Your assignment »
All of the records must be repeated exactly as they read.

Data to process »
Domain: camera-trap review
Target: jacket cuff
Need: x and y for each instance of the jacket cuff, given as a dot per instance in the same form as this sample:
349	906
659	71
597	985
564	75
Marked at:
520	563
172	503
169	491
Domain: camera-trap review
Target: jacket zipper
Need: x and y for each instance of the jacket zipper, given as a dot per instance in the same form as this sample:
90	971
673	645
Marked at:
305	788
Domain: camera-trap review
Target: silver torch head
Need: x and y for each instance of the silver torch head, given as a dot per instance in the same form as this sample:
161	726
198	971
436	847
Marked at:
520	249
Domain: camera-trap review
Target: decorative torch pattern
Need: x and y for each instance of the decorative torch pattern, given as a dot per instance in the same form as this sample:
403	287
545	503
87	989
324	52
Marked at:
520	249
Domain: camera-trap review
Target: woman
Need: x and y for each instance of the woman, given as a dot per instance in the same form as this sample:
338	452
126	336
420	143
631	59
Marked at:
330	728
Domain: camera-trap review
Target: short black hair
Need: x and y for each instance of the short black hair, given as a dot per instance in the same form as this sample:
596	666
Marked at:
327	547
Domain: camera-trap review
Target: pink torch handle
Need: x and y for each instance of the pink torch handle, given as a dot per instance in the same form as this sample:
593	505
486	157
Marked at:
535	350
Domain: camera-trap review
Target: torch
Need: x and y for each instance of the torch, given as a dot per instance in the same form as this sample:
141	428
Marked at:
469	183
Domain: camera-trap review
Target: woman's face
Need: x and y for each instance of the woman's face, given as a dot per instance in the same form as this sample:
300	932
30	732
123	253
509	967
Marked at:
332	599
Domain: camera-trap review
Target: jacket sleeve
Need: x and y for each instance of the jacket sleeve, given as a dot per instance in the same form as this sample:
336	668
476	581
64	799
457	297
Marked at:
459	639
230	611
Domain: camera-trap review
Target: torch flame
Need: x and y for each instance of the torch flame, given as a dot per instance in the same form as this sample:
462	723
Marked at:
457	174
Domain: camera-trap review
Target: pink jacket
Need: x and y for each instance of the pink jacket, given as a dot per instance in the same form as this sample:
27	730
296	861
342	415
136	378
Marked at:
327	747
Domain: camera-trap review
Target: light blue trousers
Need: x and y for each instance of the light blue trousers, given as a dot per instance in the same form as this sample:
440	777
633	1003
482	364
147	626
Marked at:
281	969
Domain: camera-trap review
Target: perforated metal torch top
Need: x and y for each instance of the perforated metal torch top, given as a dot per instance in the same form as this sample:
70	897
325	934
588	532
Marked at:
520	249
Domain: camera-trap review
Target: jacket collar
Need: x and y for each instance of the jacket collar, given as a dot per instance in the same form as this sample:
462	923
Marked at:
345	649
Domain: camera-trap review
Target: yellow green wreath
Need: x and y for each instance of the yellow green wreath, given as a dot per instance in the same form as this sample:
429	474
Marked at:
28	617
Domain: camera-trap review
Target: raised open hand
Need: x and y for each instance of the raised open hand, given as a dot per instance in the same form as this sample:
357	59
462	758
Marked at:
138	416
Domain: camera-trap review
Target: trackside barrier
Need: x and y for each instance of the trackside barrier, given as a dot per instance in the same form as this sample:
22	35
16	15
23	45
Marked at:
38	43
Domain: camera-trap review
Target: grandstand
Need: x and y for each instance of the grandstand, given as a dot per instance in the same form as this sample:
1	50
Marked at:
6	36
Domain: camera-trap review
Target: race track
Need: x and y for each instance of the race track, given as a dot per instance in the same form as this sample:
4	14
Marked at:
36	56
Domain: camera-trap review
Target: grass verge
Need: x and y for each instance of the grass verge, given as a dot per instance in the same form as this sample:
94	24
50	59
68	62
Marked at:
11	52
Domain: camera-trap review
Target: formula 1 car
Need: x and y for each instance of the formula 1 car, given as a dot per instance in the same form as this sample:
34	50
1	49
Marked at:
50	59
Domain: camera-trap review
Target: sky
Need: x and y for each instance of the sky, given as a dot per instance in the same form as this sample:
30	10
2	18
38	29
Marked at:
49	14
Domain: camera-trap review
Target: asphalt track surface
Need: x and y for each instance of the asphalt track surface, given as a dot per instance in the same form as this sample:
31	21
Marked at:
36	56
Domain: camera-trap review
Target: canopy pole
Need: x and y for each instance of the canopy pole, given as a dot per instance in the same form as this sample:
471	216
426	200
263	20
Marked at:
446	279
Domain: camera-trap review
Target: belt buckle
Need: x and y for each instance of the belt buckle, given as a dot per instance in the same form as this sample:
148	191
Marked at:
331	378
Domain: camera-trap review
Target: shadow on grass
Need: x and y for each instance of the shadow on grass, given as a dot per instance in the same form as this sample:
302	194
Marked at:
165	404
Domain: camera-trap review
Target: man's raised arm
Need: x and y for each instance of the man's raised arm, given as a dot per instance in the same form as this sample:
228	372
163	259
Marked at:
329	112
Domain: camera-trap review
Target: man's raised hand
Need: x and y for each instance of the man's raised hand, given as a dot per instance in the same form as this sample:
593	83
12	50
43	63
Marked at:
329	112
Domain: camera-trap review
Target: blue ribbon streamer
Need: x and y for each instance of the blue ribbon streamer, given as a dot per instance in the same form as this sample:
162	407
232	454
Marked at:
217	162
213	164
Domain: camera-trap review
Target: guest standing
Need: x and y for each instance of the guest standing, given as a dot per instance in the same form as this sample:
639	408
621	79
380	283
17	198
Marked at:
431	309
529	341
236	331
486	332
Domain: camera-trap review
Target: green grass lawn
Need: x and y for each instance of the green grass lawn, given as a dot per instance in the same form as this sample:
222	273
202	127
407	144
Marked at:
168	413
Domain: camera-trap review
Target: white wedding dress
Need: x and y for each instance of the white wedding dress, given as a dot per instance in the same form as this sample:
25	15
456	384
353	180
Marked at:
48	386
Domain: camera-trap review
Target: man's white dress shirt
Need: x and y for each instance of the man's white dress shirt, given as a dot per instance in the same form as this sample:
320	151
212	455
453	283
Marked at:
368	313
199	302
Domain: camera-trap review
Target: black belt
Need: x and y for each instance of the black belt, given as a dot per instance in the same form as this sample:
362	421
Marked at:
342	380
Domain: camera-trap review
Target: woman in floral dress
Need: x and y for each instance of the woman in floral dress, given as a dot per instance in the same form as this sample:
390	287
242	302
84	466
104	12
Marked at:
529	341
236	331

Task output »
Domain: camera-trap review
Target: jacket cuff
Need: x and y for each instance of the jacket cuff, given as a dot per instance in the same form as this sample:
349	906
659	71
597	985
564	75
Marked at:
520	563
172	503
169	491
Domain: camera-trap review
Target: jacket zipper
Need: x and y for each instance of the jacket zipper, given as a dot per instance in the same form as this sample:
90	971
673	645
Marked at:
305	788
Domain: camera-trap review
Target: silver torch head
Need: x and y for each instance of the silver torch head, given as a dot per instance in the same form as this sample:
161	726
198	971
436	847
Marked at:
520	249
Domain: camera-trap review
Target: decorative torch pattern
Need: x and y for each instance of the decorative torch pattern, given as a dot per instance in the same form as this sample:
403	287
545	503
87	989
324	52
Marked at:
520	249
Domain: camera-trap review
Target: woman
Need: x and y for each instance of the woman, given as a dot per instance in the same form as this sample:
338	452
126	336
420	143
631	59
Marked at:
330	728
Domain: camera-trap review
Target: short black hair
Need: x and y for each instance of the short black hair, given as a dot per instance in the same form as this sample:
596	666
Marked at:
327	547
Domain: camera-trap review
Target: pink torch handle
Need: x and y for each instance of the pink torch handle, given as a dot per instance in the same form as this sample:
593	505
486	157
Marked at:
535	350
Domain: camera-trap review
Target: torch
Need: x and y for each instance of the torch, given as a dot per instance in the same form as this sample:
141	428
Marked at:
469	183
Domain: camera-trap review
Target: woman's face
Need: x and y for each instance of the woman's face, given as a dot per instance in the same form as this sample:
300	932
30	732
123	253
509	967
Marked at:
332	599
Domain: camera-trap review
Target: jacket sleeve
Need: x and y for each instance of the jacket sleeve, given as a dot per instance in the same form as this sample:
336	668
476	581
64	799
457	297
Marked at:
459	639
230	611
Domain: camera-trap review
Target: torch flame
Need: x and y for each instance of the torch flame, given as a dot per instance in the same form as this sample:
462	723
Marked at:
457	174
Domain: camera-trap review
Target: pink jacket
Need: x and y for each instance of the pink jacket, given as a dot per instance in the same form as this sample:
27	730
296	861
342	415
136	378
Marked at:
327	747
Domain: camera-trap review
Target: light blue trousers
Need: x and y for each instance of the light blue trousers, given as a dot per instance in the same form as this sample:
440	777
633	1003
482	364
147	626
Marked at:
281	969
Domain: camera-trap review
Target: perforated metal torch top
Need: x and y for each instance of the perforated metal torch top, given as a dot per instance in the same form as this sample:
70	897
325	934
588	532
Marked at:
520	249
Domain: camera-trap review
Target: jacket collar
Need: x and y for each instance of the jacket collar, given as a dot per instance in the same form as this sample:
462	923
Marked at:
345	649
Domain: camera-trap review
Target: yellow green wreath
Need: x and y for each instance of the yellow green wreath, given as a dot per instance in the same form as this sample:
429	474
Marked at:
28	617
Domain: camera-trap review
Target: raised open hand
Need: x and y for each instance of the raised open hand, given as a dot per instance in the same form as this sample:
357	59
462	758
Marked at:
138	416
Domain: camera-trap review
Target: trackside barrier
Need: x and y for each instance of the trackside barrier, given as a dot per instance in the same form as this sample:
22	35
16	15
23	45
Marked at:
38	43
Domain: camera-trap review
Target: grandstand
Need: x and y for each instance of the grandstand, given as a dot per instance in the same form as this sample:
1	50
Marked at:
6	36
Domain: camera-trap review
Target: race track
Need: x and y for each instance of the race track, given as a dot per instance in the same form as this sample:
4	14
Marked at:
36	56
Domain: camera-trap review
Target: grass verge
Need: x and y for each instance of the grass verge, given as a dot per instance in the same form as this sample:
94	24
50	59
68	62
Marked at:
11	52
Domain: camera-trap review
Target: formula 1 car
Need: x and y for each instance of the formula 1 car, given as a dot per instance in the same form as this sample:
34	50
1	49
Marked at:
50	59
Domain: camera-trap review
Target: sky
Need: x and y for each instance of the sky, given as a dot per instance in the same form as this sample:
30	10
2	18
38	29
Marked at:
49	14
Domain: camera-trap review
Target: asphalt track surface
Need: x and y for each instance of the asphalt track surface, given as a dot per instance in the same form as this sample:
31	21
Marked at:
36	56
Domain: camera-trap review
Target: canopy pole
Need: x and y for each instance of the canopy pole, given as a dot per instance in the same form as this sample:
471	216
426	200
263	20
Marked at:
446	279
Domain: camera-trap review
Target: belt buckle
Need: x and y for each instance of the belt buckle, given as a dot per instance in the same form as this sample:
148	191
Marked at:
331	378
Domain: camera-trap review
Target: shadow on grass
Need: x and y for each instance of the shadow on grass, given as a dot per instance in the same form as this sample:
302	194
Marked at:
165	404
Domain: camera-trap review
Target: man's raised arm
Need: x and y for each instance of the man's raised arm, given as a dot per instance in the same form as this sample:
228	372
163	259
Marked at:
329	112
Domain: camera-trap review
Target: man's raised hand
Need: x and y for each instance of the man's raised hand, given as a dot per instance in the same form as this sample:
593	83
12	50
43	63
Marked at:
329	112
Domain: camera-trap review
Target: blue ribbon streamer
Need: x and y for each instance of the blue ribbon streamer, given as a dot per instance in the same form as this sample:
162	407
232	454
Marked at:
217	162
213	164
Domain: camera-trap review
Target: guest standing
Need: x and y for each instance of the guest standing, given as a dot per instance in the same form as this sample:
639	408
621	79
380	283
17	198
Marked at:
431	309
529	341
236	331
486	332
Domain: camera-trap review
Target: green grass lawn
Need: x and y for each instance of the green grass lawn, given as a dot per instance in the same form as this sample:
222	273
202	127
407	144
Marked at:
168	413
Domain: camera-trap review
Target: white wedding dress
Need: x and y for each instance of the white wedding dress, given as a dot per instance in the same form as this sample:
25	15
456	384
353	180
Marked at:
48	386
Domain: camera-trap review
Target: man's white dress shirt
Need: x and y for each instance of the man's white dress shirt, given as a dot per instance in the same form as this sample:
320	151
212	455
453	283
Marked at:
368	313
199	302
Domain: camera-trap review
Target: black belt
Need: x and y for each instance of the black belt, given as a dot per instance in the same form as this sample:
362	421
Marked at:
342	380
Domain: camera-trap review
Target: woman in floral dress
Need: x and y for each instance of the woman in floral dress, given as a dot per instance in the same form as this sample:
390	287
242	302
84	466
104	12
Marked at:
529	341
236	331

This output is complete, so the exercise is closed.